### Selection:

==*==

Thursday, 19 October 2017

ALMA HEIKKILÄ, AMA GALLERY, 6 - 29 OCT 2017, HELSINKI

"When philosophers get into art and start endorsing artists, we get the official version of how a theory should look like as art." This is what I remember a friend of mine saying while we were having coffee and talking about certain theories currently circulating in our art universes. The discussion begun from my friend having visited Alma Heikkilä's exhibition at AMA gallery, here in Helsinki. They were unsure of the relationship between the ideas informing the show and the execution & works themselves. 

Heikkilä's previous exhibition at AMA in 2013 struck me as powerful. I can't remember any details from the show, only its considerable impact that stayed with me. Looking at the documentation now, I noticed how similar these two shows are to a fault. There's the zooming in on white skin (this time between the eyes), and what looks like the ground seen from space, but also the echoes from the lineages of abstract painting, such as line drawings and color field, and playful hanging of canvases that barely fit to the wall height-wise. All of this made (and makes) you consider the nature of seeing and measuring both within and outside the gallery.

It might be worthwhile to mention that I am not really writing about the works themselves for the simple fact that I don't know so much about painting. So my attention steers towards the effects the exhibition as a whole has on me, and the connections I am making from what I've been seeing, reading, and sensing lately, and in the show.

The most striking thing I saw, in the 2017 show, was witnessing an artist sticking with their inquiry. It comforts you as a viewer when an artist is signalling a commitment to what they're doing. This might seem self-evident or something best dismissed as a shtick to some, but it made me realise how the artists I know usually try out a different approach each time (unless a particular thing sells well). I do that too. So in my world, staying is much more rare than shifting, and it's something that pulls me in immediately.

==*==

### Given entries:
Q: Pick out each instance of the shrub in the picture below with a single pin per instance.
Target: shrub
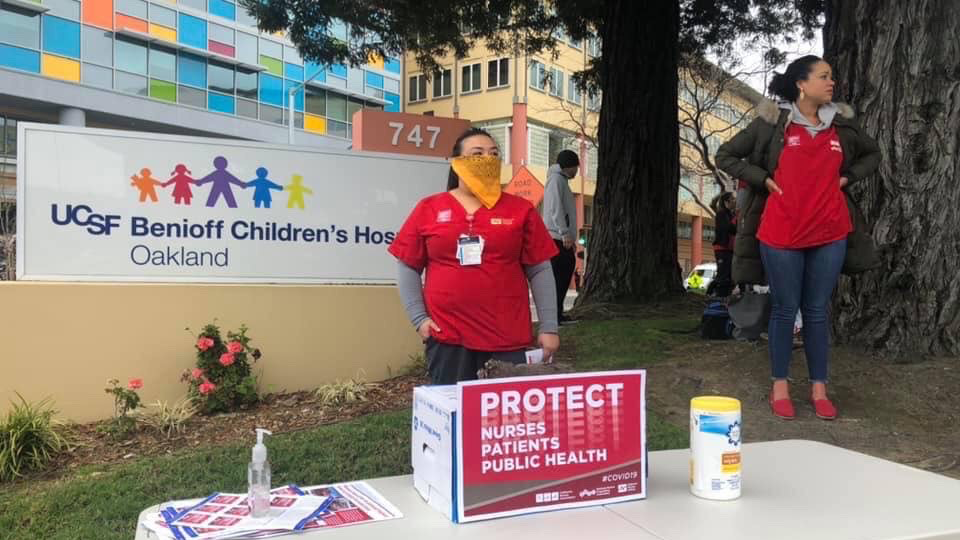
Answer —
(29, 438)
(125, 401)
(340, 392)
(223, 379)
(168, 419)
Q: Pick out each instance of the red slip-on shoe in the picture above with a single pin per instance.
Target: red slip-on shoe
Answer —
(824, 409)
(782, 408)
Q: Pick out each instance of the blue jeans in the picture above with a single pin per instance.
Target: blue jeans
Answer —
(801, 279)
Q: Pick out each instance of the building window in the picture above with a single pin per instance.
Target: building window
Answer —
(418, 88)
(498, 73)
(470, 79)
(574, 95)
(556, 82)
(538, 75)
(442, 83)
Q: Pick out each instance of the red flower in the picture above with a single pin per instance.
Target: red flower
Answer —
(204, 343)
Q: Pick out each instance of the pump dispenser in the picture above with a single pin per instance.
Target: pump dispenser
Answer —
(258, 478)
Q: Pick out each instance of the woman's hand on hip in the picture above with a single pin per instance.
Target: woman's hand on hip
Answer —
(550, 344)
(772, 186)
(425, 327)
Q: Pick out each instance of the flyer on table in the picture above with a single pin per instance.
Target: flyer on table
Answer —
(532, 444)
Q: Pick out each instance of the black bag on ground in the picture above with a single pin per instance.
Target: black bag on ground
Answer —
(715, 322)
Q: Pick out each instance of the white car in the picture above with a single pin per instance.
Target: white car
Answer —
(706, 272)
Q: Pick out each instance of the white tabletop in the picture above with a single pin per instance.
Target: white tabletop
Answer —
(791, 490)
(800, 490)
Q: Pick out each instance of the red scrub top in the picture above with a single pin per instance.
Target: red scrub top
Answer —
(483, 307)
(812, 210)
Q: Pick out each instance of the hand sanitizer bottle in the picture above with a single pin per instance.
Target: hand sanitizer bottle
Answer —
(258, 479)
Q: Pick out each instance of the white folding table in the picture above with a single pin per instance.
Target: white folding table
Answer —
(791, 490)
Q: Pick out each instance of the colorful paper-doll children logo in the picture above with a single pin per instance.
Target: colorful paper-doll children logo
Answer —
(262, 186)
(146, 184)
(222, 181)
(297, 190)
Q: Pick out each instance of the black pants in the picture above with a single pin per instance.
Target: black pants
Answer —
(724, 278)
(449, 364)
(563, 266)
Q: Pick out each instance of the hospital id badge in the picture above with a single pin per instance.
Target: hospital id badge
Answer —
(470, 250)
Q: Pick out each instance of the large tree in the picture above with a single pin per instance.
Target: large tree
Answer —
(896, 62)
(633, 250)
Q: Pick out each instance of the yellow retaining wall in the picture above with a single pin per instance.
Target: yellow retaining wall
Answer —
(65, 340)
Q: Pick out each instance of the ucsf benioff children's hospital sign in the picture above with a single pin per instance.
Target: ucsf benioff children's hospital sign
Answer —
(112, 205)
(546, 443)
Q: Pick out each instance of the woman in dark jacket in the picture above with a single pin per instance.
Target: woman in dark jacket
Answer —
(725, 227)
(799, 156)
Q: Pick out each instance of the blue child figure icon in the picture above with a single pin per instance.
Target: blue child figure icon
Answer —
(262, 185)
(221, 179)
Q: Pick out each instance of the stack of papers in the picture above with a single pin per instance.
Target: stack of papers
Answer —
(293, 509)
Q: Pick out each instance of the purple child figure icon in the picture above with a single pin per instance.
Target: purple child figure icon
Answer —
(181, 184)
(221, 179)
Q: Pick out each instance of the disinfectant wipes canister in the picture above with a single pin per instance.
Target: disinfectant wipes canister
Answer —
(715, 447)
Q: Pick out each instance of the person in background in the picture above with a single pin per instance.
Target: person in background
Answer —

==*==

### Exercise requirements:
- A) Reproduce the exhibition review word for word, starting with "ALMA HEIKKILÄ, AMA" and going on through "execution & works themselves.".
- B) Answer these from the exhibition review:
(i) In what year was Heikkilä's previous exhibition at AMA?
(ii) Where on the skin is the zoom this time?
(iii) Why does the author say they are not writing about the works themselves?
The records aren't needed here.

### Results of the tasks:
- A)
ALMA HEIKKILÄ, AMA GALLERY, 6 - 29 OCT 2017, HELSINKI

"When philosophers get into art and start endorsing artists, we get the official version of how a theory should look like as art." This is what I remember a friend of mine saying while we were having coffee and talking about certain theories currently circulating in our art universes. The discussion begun from my friend having visited Alma Heikkilä's exhibition at AMA gallery, here in Helsinki. They were unsure of the relationship between the ideas informing the show and the execution & works themselves.

- B)
(i) 2013
(ii) Between the eyes
(iii) Because the author doesn't know much about painting